_WHAT THE TASK REQUIRES_.
Return every line in the items below that contains the string "long". Letter case must match.

(Records)
══════════

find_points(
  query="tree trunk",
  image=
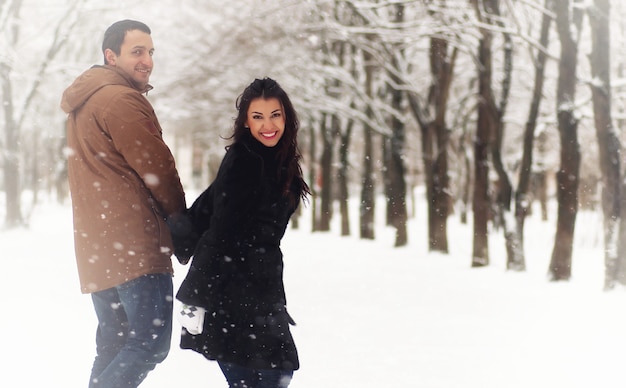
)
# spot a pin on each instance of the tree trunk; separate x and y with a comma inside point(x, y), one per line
point(342, 177)
point(326, 166)
point(397, 188)
point(485, 129)
point(11, 156)
point(367, 205)
point(522, 200)
point(568, 175)
point(608, 142)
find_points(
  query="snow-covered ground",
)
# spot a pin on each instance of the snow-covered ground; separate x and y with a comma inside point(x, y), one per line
point(368, 315)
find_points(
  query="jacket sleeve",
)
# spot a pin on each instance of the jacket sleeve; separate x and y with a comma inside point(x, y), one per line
point(232, 201)
point(138, 138)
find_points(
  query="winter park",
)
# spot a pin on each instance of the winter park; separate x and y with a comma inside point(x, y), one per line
point(465, 226)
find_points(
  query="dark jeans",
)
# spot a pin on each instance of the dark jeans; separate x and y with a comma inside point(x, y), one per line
point(134, 330)
point(241, 377)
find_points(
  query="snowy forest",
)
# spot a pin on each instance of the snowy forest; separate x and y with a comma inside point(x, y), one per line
point(487, 106)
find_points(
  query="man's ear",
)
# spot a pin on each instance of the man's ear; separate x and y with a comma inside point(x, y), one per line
point(110, 56)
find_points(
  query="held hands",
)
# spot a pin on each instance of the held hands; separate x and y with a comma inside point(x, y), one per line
point(192, 318)
point(183, 236)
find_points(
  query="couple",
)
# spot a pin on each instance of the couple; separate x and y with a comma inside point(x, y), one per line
point(130, 216)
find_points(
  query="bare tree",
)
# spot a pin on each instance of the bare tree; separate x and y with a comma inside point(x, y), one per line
point(16, 109)
point(522, 201)
point(568, 22)
point(485, 127)
point(608, 141)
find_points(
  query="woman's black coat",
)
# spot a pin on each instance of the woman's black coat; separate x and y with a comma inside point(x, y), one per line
point(237, 269)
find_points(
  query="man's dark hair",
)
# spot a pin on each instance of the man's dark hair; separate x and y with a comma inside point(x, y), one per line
point(115, 34)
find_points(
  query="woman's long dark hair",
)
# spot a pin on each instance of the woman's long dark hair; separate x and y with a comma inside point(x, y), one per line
point(288, 153)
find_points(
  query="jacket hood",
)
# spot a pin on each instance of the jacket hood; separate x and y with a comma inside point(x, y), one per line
point(92, 80)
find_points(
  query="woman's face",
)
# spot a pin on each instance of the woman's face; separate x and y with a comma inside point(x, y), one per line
point(266, 120)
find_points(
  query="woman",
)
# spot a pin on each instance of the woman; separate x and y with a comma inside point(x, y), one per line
point(233, 293)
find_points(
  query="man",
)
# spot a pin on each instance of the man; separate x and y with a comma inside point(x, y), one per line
point(125, 191)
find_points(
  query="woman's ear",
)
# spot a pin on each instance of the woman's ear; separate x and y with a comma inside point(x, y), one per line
point(110, 56)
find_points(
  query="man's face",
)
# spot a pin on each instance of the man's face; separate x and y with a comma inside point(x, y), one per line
point(135, 57)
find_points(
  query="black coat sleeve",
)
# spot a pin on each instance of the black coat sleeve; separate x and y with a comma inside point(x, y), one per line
point(226, 210)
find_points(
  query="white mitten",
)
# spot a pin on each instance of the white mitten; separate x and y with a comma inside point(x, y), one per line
point(192, 318)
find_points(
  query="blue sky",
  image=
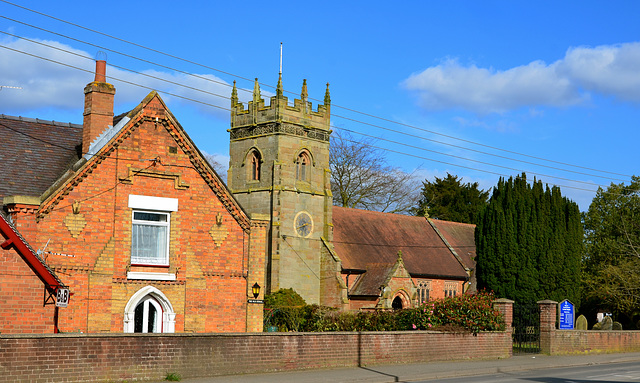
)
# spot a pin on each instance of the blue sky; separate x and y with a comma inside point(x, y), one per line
point(476, 89)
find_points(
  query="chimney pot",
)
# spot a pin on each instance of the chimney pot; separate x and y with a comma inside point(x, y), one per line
point(101, 71)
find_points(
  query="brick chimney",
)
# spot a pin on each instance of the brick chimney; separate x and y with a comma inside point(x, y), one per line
point(98, 107)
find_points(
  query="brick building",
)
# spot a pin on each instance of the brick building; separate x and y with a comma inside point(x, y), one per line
point(334, 256)
point(129, 214)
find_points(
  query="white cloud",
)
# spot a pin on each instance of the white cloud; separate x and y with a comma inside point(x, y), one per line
point(610, 70)
point(47, 84)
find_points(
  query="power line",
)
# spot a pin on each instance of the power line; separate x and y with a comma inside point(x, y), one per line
point(338, 106)
point(364, 134)
point(204, 103)
point(219, 107)
point(350, 119)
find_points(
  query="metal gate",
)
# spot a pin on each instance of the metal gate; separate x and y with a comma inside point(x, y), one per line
point(526, 328)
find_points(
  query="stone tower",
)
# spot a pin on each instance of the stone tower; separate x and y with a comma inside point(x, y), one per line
point(279, 168)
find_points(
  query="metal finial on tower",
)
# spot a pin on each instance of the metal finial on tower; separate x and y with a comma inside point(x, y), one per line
point(327, 98)
point(256, 91)
point(304, 95)
point(279, 90)
point(234, 94)
point(10, 87)
point(280, 59)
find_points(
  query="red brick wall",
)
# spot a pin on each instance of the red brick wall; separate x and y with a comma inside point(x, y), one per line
point(22, 298)
point(210, 290)
point(118, 357)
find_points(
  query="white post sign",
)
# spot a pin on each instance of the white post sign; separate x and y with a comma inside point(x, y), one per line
point(62, 297)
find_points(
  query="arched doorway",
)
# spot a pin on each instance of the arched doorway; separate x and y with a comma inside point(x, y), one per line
point(397, 303)
point(149, 310)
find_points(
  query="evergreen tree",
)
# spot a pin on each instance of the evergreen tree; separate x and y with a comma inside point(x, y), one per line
point(612, 259)
point(451, 200)
point(529, 243)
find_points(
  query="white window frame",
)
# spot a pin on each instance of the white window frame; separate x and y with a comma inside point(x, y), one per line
point(162, 259)
point(152, 205)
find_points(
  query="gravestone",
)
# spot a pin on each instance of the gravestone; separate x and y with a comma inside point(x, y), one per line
point(581, 323)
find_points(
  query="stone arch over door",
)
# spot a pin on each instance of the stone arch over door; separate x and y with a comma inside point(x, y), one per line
point(153, 299)
point(401, 300)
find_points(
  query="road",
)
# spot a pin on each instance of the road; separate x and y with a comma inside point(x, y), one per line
point(619, 372)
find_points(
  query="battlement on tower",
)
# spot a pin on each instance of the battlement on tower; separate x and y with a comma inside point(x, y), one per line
point(279, 117)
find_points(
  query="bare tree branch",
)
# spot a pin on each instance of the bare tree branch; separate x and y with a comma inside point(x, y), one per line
point(361, 178)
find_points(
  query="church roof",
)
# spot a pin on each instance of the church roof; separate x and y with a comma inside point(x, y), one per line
point(461, 237)
point(363, 239)
point(35, 153)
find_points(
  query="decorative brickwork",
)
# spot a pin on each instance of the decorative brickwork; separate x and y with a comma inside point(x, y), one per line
point(205, 284)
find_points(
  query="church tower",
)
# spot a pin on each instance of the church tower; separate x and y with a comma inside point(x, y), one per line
point(279, 168)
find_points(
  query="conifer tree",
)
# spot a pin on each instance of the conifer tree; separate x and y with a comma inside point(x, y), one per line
point(529, 243)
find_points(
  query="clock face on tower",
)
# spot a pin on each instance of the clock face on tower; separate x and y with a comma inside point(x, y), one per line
point(303, 224)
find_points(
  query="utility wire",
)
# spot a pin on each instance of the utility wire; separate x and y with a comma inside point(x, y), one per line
point(377, 126)
point(377, 147)
point(348, 109)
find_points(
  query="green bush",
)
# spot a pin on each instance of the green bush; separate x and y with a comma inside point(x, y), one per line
point(473, 313)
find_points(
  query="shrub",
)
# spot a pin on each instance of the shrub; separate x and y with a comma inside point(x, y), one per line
point(473, 313)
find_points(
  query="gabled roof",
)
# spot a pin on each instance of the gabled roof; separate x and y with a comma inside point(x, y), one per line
point(109, 140)
point(461, 237)
point(35, 153)
point(368, 284)
point(12, 238)
point(363, 239)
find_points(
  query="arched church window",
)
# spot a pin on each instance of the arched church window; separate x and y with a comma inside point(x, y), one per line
point(254, 165)
point(303, 166)
point(424, 289)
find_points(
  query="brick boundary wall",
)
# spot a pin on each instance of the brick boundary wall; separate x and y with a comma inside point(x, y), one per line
point(137, 357)
point(556, 342)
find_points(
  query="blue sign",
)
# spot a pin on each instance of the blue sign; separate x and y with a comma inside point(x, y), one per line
point(566, 315)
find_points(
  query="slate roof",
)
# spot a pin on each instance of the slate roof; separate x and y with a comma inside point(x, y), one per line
point(365, 239)
point(461, 236)
point(35, 153)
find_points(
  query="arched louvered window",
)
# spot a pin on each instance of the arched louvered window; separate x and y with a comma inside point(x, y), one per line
point(303, 166)
point(254, 161)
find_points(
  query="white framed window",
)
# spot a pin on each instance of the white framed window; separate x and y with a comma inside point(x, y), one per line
point(150, 238)
point(424, 290)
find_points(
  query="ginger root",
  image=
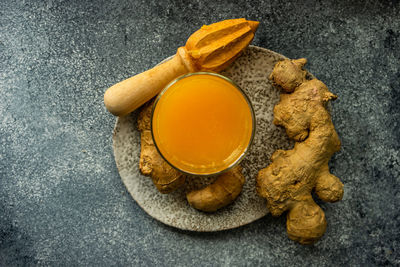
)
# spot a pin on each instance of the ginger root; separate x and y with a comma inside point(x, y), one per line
point(288, 181)
point(164, 177)
point(217, 195)
point(220, 193)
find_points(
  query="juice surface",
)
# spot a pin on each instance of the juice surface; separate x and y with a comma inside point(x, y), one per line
point(202, 124)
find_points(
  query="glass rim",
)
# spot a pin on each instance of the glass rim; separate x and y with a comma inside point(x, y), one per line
point(253, 118)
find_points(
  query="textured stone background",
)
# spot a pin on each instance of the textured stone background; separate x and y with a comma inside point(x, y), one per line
point(61, 199)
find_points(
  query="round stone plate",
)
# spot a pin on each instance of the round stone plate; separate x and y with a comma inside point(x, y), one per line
point(250, 71)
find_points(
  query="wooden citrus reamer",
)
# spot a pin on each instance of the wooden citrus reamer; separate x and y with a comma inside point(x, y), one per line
point(212, 48)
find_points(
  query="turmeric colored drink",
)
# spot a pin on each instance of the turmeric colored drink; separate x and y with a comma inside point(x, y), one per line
point(202, 123)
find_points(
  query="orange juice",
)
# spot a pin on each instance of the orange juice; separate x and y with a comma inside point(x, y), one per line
point(202, 123)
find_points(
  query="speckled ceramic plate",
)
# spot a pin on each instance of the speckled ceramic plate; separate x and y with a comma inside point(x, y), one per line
point(250, 72)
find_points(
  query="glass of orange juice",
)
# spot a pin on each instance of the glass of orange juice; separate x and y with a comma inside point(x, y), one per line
point(202, 123)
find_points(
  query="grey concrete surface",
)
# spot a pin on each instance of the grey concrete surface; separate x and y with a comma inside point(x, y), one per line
point(62, 202)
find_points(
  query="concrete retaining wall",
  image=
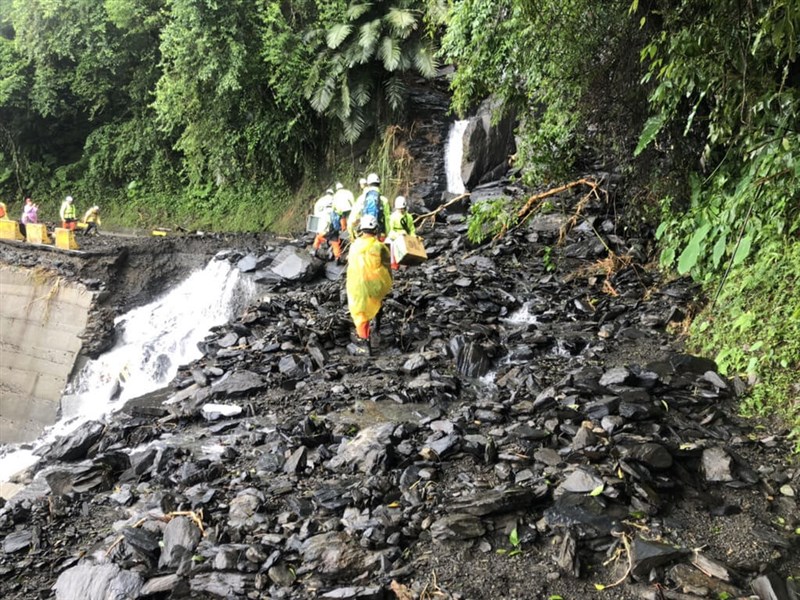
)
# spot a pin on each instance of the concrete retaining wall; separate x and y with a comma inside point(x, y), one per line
point(41, 320)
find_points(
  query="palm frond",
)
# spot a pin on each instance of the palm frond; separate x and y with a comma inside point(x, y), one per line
point(401, 21)
point(323, 95)
point(425, 61)
point(369, 34)
point(395, 89)
point(356, 10)
point(344, 98)
point(361, 93)
point(353, 126)
point(337, 34)
point(389, 52)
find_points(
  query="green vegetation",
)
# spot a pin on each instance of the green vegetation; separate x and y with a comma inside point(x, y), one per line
point(229, 115)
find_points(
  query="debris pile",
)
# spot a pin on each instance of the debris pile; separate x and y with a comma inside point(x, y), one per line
point(527, 427)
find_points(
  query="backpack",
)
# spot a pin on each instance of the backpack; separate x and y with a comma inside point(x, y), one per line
point(373, 206)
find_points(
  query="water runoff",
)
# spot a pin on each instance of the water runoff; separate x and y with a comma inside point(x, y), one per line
point(152, 342)
point(453, 153)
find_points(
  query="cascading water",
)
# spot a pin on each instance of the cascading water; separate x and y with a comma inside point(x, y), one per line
point(153, 341)
point(453, 153)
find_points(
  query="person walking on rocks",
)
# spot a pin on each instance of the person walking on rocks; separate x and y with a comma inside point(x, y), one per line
point(342, 205)
point(92, 220)
point(371, 202)
point(401, 222)
point(68, 214)
point(369, 280)
point(30, 212)
point(328, 226)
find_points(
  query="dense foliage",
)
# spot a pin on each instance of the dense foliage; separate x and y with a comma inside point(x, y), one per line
point(216, 114)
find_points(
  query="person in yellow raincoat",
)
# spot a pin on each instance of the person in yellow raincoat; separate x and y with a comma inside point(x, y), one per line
point(91, 220)
point(368, 280)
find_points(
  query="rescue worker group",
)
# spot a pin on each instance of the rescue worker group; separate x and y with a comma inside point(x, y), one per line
point(29, 229)
point(381, 239)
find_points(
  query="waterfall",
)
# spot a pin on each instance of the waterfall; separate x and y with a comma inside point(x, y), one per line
point(152, 342)
point(453, 153)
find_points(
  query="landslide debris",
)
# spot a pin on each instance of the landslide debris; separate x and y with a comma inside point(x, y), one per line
point(527, 427)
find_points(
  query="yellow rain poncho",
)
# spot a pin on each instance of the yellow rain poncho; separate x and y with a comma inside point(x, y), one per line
point(368, 280)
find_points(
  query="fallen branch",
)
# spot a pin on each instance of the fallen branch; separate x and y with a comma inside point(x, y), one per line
point(433, 213)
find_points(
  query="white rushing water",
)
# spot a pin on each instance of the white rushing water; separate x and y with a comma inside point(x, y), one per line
point(153, 341)
point(453, 153)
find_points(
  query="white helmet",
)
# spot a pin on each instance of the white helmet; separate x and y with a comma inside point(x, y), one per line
point(368, 223)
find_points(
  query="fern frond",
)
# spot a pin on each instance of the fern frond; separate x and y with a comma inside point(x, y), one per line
point(389, 52)
point(401, 21)
point(361, 93)
point(425, 61)
point(337, 34)
point(321, 98)
point(354, 126)
point(344, 98)
point(356, 11)
point(395, 89)
point(369, 34)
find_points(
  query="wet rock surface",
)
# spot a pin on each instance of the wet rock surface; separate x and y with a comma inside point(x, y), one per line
point(527, 427)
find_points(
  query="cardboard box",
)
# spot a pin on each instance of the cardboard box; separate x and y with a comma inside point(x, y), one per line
point(312, 223)
point(408, 250)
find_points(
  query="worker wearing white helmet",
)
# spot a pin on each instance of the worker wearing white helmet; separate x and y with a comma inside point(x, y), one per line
point(328, 226)
point(371, 202)
point(91, 220)
point(368, 282)
point(68, 214)
point(401, 222)
point(342, 204)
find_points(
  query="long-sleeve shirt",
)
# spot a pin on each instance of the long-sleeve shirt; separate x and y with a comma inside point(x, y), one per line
point(401, 221)
point(358, 208)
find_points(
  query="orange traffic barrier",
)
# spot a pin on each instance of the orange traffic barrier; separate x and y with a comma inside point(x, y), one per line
point(9, 230)
point(36, 233)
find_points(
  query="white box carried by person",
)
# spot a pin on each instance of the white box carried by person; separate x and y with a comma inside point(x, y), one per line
point(409, 250)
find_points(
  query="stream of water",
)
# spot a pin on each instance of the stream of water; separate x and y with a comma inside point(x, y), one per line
point(453, 153)
point(152, 342)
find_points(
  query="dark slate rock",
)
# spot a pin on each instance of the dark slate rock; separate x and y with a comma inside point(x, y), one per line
point(647, 555)
point(18, 540)
point(717, 465)
point(494, 501)
point(773, 587)
point(75, 445)
point(97, 582)
point(222, 585)
point(588, 516)
point(238, 383)
point(181, 537)
point(457, 527)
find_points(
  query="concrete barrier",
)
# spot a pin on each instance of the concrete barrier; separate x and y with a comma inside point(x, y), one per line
point(41, 320)
point(65, 239)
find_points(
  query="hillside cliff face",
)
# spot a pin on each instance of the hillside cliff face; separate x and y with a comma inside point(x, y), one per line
point(525, 416)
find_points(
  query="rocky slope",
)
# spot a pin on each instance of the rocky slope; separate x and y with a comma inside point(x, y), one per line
point(527, 428)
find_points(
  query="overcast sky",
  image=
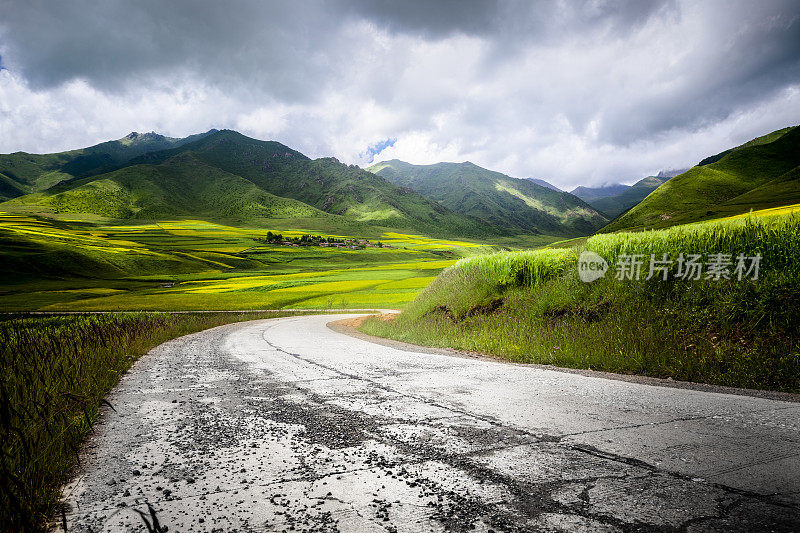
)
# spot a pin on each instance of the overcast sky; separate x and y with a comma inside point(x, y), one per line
point(575, 92)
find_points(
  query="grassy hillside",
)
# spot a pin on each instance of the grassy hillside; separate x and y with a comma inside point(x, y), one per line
point(613, 206)
point(501, 201)
point(23, 173)
point(532, 307)
point(325, 184)
point(589, 194)
point(760, 174)
point(181, 186)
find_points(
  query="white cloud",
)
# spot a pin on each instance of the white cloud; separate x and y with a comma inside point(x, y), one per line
point(581, 96)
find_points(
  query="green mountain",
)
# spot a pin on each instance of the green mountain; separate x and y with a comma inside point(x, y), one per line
point(226, 175)
point(614, 206)
point(516, 205)
point(759, 174)
point(23, 173)
point(181, 186)
point(543, 183)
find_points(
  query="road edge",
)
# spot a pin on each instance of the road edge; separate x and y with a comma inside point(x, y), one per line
point(341, 326)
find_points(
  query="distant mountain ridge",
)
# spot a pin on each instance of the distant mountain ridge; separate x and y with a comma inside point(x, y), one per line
point(263, 179)
point(23, 173)
point(759, 174)
point(502, 201)
point(588, 194)
point(614, 206)
point(544, 183)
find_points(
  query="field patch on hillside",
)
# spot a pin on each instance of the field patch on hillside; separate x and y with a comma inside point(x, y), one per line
point(57, 265)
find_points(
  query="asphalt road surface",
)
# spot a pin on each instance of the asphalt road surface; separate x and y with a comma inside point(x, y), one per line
point(288, 425)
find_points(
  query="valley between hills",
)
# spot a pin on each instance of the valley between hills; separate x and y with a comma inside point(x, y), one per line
point(149, 222)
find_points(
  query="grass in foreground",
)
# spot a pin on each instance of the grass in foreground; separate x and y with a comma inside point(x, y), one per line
point(531, 307)
point(54, 373)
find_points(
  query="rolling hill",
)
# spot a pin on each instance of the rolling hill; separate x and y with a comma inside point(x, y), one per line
point(226, 175)
point(589, 194)
point(181, 186)
point(543, 183)
point(23, 173)
point(759, 174)
point(613, 206)
point(517, 205)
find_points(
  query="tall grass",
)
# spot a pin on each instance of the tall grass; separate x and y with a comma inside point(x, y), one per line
point(776, 238)
point(521, 268)
point(54, 374)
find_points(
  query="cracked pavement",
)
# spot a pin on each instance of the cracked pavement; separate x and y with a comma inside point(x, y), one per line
point(287, 425)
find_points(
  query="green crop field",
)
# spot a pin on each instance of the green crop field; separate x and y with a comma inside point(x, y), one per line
point(531, 306)
point(57, 265)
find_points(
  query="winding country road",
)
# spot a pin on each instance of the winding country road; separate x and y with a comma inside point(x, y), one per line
point(288, 424)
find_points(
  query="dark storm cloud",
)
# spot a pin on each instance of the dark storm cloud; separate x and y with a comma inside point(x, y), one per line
point(751, 53)
point(274, 46)
point(560, 88)
point(284, 48)
point(519, 21)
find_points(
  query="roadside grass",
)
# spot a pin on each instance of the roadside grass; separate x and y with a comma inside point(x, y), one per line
point(531, 307)
point(54, 373)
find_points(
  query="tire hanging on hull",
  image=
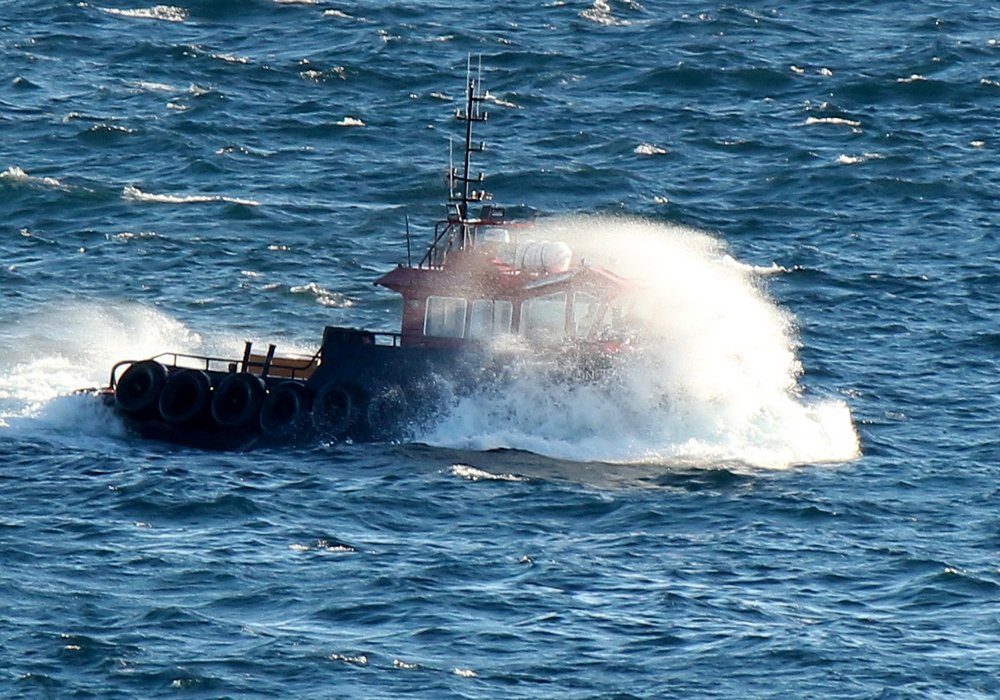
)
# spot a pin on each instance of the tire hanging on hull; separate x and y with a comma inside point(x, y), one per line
point(237, 400)
point(138, 391)
point(335, 412)
point(284, 415)
point(186, 396)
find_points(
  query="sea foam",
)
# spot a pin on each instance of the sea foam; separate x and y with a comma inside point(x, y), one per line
point(713, 376)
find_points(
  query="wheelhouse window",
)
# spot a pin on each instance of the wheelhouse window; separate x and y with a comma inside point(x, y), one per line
point(586, 308)
point(490, 318)
point(544, 318)
point(445, 317)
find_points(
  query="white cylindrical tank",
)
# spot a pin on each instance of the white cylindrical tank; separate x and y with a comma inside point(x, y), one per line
point(552, 257)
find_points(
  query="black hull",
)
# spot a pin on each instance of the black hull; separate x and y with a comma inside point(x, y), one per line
point(360, 392)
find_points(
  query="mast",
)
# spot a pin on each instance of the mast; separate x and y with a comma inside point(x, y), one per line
point(465, 193)
point(460, 226)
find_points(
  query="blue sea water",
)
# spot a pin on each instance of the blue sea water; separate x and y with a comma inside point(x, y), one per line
point(814, 512)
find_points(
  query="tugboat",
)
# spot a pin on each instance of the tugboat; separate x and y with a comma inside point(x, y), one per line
point(483, 297)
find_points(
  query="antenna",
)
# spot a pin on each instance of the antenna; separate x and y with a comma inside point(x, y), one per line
point(409, 261)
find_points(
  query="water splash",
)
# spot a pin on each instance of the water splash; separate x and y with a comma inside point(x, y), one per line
point(715, 378)
point(52, 352)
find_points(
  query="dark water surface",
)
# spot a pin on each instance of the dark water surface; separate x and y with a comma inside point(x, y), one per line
point(815, 513)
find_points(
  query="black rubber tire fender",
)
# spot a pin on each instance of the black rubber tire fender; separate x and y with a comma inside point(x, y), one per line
point(236, 401)
point(138, 390)
point(285, 411)
point(335, 412)
point(186, 396)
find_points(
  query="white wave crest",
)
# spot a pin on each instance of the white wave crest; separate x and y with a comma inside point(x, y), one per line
point(16, 174)
point(163, 13)
point(133, 193)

══════════

_ANSWER_.
  query="woman's long dark hair",
# spot a pin on each instance of the woman's long dark hair; separate x and y with a comma inside point(x, y), one per line
  query="long-sleeve shirt",
# spot a pin on each instance of the long-sleeve shirt; separate x and y with a comma inside point(x, y), one per line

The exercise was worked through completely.